Whatever the records hold, copy it exactly and completely.

═══ DATA FOR THE TASK

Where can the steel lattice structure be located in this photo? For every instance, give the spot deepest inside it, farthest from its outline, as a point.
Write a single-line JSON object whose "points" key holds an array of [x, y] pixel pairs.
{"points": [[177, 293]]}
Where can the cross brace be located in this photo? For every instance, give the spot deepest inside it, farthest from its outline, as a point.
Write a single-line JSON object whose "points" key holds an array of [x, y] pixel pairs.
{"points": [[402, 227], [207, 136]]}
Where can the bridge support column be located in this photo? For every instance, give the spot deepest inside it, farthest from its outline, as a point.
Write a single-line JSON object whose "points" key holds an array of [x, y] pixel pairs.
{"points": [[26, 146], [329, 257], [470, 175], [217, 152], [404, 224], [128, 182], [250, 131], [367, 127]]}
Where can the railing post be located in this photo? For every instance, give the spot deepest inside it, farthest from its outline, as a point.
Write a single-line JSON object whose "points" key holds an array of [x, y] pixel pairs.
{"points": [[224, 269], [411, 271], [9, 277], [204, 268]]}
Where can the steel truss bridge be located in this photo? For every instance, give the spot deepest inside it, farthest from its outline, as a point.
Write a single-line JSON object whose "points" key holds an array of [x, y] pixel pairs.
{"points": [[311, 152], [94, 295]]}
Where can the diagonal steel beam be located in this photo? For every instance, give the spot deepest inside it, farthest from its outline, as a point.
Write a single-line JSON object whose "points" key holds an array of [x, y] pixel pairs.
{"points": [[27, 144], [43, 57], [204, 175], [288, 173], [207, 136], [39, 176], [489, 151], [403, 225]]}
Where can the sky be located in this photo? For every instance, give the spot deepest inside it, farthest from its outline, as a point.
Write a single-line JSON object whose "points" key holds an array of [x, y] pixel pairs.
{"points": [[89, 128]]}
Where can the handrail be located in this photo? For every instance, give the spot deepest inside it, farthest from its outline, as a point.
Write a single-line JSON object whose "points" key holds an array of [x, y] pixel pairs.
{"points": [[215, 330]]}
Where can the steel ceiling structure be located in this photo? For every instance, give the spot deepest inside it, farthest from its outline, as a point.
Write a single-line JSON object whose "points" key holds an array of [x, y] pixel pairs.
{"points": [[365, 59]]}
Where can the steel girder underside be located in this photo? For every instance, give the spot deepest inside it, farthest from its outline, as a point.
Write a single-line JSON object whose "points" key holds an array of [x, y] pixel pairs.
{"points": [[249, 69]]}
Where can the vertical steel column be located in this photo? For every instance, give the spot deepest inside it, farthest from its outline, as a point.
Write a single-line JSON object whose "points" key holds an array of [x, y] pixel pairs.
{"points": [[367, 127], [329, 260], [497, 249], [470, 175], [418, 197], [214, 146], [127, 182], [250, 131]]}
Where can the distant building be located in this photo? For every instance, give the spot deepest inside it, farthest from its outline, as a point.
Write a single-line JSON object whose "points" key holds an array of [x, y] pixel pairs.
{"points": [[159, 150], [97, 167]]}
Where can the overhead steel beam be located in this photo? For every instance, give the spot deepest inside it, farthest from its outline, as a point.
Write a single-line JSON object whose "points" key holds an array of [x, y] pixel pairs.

══════

▶ SOLUTION TO THIS EXERCISE:
Where can the steel lattice structure be located in this photo? For every instance, give the spot deepest inside it, farthest from its outline, as a point.
Write a single-line JSON object whose "points" key holds an array of [x, y] pixel pairs.
{"points": [[177, 293]]}
Where can the cross brace be located in this photo? For every instance, give the spot deepest inside it, farthest from its outline, as a point.
Write a single-line JSON object whose "points" key holds an array of [x, y] pixel pairs.
{"points": [[402, 227], [207, 136]]}
Where can the bridge support column be located in this photo? For every instance, give the spot deepest inside it, farthest from its outline, as a point.
Write a single-line JSON object whose "points" key holds an array of [x, y] pixel pairs.
{"points": [[26, 146], [329, 257], [470, 175], [217, 152], [404, 224], [128, 182], [250, 131], [367, 127]]}
Where can the railing post be located in this photo? For every instance, give the spot deepest inside it, farthest from its outline, as a point.
Write a single-line JSON object whose "points" key holds an array of [x, y] pixel pairs.
{"points": [[224, 269], [411, 271], [9, 277], [204, 268]]}
Where can the steel truss bridge be located in this photo? For every instance, give the spot deepest inside it, farthest from its outline, as a point.
Write a single-line JSON object whose "points" key holds an array of [x, y] pixel pairs.
{"points": [[311, 152], [94, 295]]}
Where can the diagonal steel beam be located in this photo? For every instance, give the spot deepest inside it, farthest from its outline, as a point.
Write a single-line JSON object whose "points" key holds an array of [x, y] pixel pairs.
{"points": [[27, 144], [43, 57], [204, 175], [288, 173], [207, 136], [39, 176], [489, 151], [403, 225]]}
Where can the sky be located in this photo? For every instance, give the spot deepest inside it, farthest from its outline, as a point.
Write a single-line JSON object whose "points" key holds an array of [x, y] pixel pairs.
{"points": [[89, 128]]}
Where can the handrail be located in this photo? For every instance, give the spot deepest inside it, farthest from its outline, as a point.
Write a single-line JSON object whose "points" key holds an array of [x, y] pixel pairs.
{"points": [[215, 330]]}
Where can the steel ceiling structure be located in this photo? For every instance, give the spot deepest inside it, farthest from its outline, as a point.
Write a single-line JSON object whose "points" key holds an array of [x, y] pixel pairs.
{"points": [[365, 59]]}
Where can the steel girder underside be located in this photo? For every instance, give the spot deepest inside it, farthest from its outline, as a point.
Write a single-line JSON object whose "points" key holds an array of [x, y] pixel pairs.
{"points": [[249, 69]]}
Where can the vertical steel column be located in this photo? For every instance, give the spot deepest inside it, farthest from its outline, as a point.
Write a single-line JSON object whose "points" key holds an array of [x, y] pixel pairs.
{"points": [[367, 127], [329, 260], [497, 249], [470, 175], [418, 197], [214, 146], [127, 182], [250, 131]]}
Where can the distant building be located in this photo? For every instance, give the spot deepest inside it, farthest from its outline, as a point.
Write a single-line JSON object whose "points" key holds an array of [x, y] pixel pairs.
{"points": [[159, 150], [97, 167]]}
Where can the overhead steel beam be located in this photo? For every instance, give the spot deepest inside it, farthest from its outline, as a point.
Write a single-line JSON object whose "points" key holds an array of [x, y] pixel pairs.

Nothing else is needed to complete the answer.